- **Your task**: Translate this sentence from the passage on intercessory prayer below into Spanish: "Intercession is not prompted by one's own personal need but by the need of others."

- **Selection**:
-- BEGIN --
21 Dec 2018 Resources

When a person prays to God, it is a conversation between that person and the Heavenly Father, just as a child might approach a parent. It can involve listening as well as speaking. It can be a prayer of thankfulness, or of asking for some particular thing, be it provision of an earthly need, or of wisdom, knowledge or understanding, within a heartfelt expression of love of God, trust, faith, praise and worship. But many prayers are based on a personal need.

There is a difference between intercession and other aspects of prayer. Intercession is not prompted by one’s own personal need but by the need of others.

A Priestly Calling

The ministry of intercession is illustrated by the ministry of the Levitical priests of the Old Covenant. Their ministry centred on the Tabernacle. They received the tithes and offerings and they took the requests of the people to God. This was, in particular, the daily ministry of the High Priest.

It was a calling to come close to God, with true reverence and fear: “By those who come near Me I must be regarded as holy; and before all the people I must be glorified” (Lev 10:3). For such a calling the Priests were to be properly prepared: “Do not drink wine or intoxicating drink…when you go into the tabernacle of meeting, lest you die…that you may distinguish between holy and unholy, and between unclean and clean” (Lev 10:9-10).

The entire Book of Leviticus helps us to understand our priestly ministry through the call of the priests of the Old Covenant and the preparation required of them by God. Leviticus 21, for example, is an entire chapter on the call to holiness.

The Book of Exodus includes other teaching about the ministry of the priesthood. For example, in Exodus 28, there is a description of the garments of the High Priest. The High Priest’s ephod was woven with threads of gold, blue, purple and scarlet. These colours speak of royalty and the ministry of intercession: blue for the heavens, red for the earth and the purple being a blend of blue and red which symbolically show how intercession merges things of earth with things of Heaven.

On this ephod were two onyx stones engraved with names of the 12 tribes of Israel, so that the High Priest would carry the remembrance of Israel’s tribes before the Lord: “And you shall put the two stones on the shoulders of the ephod as memorial stones for the sons of Israel. So Aaron shall bear their names before the Lord on his two shoulders as a memorial” (Ex 28:12). This illustrates the calling of the priests as intercessors for the people – coming before God to carry the needs of the people to him.

Priests of the New Covenant

Empowered by the Holy Spirit, all believers are now called into a new priestly ministry within the New Covenant: “You are a chosen generation, a royal priesthood, a holy nation, His own special people…” (1 Pet 2:9).

No longer is there one tribe called to minister in the Tabernacle, but all are called to minister to one another in the various gifts and ministries that God has apportioned according to His own purposes (1 Cor 12).

Among those ministries is the ministry of intercessory prayer. We are all called to prayer. Occasionally some are called specifically to the deeper aspects of the ministry of intercession, especially at times of crisis.

An example of this was the call on a group at the Bible College of Wales to intercession for the nation through the Second World War. They recognised in particular the need to pray for the Jews in the death camps and for the restoration of Israel to their Land after the war (see Rees Howells: Intercessor, Lutterworth Press, 2003).

The Greatest Intercessor

The Lord Jesus is the High Priest of the New Covenant (Heb 8). His sacrifice on the Cross fulfilled the types and shadows of the Old Covenant and transformed them into the ministry of the New Covenant of the Melchizedek ‘priesthood of all believers’.
-- END --
- **Stored records**:
-- BEGIN --
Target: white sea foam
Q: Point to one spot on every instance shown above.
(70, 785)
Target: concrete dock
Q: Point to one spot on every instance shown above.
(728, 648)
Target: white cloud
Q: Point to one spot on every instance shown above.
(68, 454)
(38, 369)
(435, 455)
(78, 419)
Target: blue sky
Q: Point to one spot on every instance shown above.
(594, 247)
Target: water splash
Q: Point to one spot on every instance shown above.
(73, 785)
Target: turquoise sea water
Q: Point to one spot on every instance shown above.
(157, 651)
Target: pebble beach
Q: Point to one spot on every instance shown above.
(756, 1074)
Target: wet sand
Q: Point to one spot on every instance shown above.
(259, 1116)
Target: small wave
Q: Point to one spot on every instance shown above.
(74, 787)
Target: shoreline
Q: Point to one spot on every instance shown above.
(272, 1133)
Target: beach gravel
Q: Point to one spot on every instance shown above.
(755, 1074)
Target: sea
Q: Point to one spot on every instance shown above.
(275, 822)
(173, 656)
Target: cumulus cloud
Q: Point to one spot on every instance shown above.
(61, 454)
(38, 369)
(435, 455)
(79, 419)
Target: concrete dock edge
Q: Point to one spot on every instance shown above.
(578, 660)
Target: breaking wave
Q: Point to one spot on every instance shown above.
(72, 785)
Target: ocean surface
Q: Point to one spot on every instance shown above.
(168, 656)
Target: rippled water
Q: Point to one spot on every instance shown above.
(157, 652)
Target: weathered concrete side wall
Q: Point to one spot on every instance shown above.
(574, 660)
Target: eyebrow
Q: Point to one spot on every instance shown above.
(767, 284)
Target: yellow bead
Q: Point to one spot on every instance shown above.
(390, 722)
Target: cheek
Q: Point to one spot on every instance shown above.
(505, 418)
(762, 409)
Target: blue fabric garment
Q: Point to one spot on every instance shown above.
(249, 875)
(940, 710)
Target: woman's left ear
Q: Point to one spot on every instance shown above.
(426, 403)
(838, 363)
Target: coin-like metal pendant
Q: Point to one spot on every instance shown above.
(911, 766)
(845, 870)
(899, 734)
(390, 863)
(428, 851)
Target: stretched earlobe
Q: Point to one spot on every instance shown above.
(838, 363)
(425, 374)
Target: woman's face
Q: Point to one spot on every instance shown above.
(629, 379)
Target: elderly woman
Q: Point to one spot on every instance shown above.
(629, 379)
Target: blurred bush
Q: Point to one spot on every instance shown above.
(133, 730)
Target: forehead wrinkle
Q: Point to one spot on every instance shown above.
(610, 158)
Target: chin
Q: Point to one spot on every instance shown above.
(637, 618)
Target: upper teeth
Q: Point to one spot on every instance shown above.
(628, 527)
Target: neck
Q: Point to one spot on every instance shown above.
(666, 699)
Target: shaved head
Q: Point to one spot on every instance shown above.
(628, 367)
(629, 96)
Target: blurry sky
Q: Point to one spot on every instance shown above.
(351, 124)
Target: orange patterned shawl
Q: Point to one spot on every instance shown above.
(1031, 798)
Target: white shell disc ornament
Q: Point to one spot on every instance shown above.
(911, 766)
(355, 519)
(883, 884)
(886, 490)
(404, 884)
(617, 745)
-- END --
- **The solution**: La intercesión no surge de la propia necesidad personal, sino de la necesidad de los demás.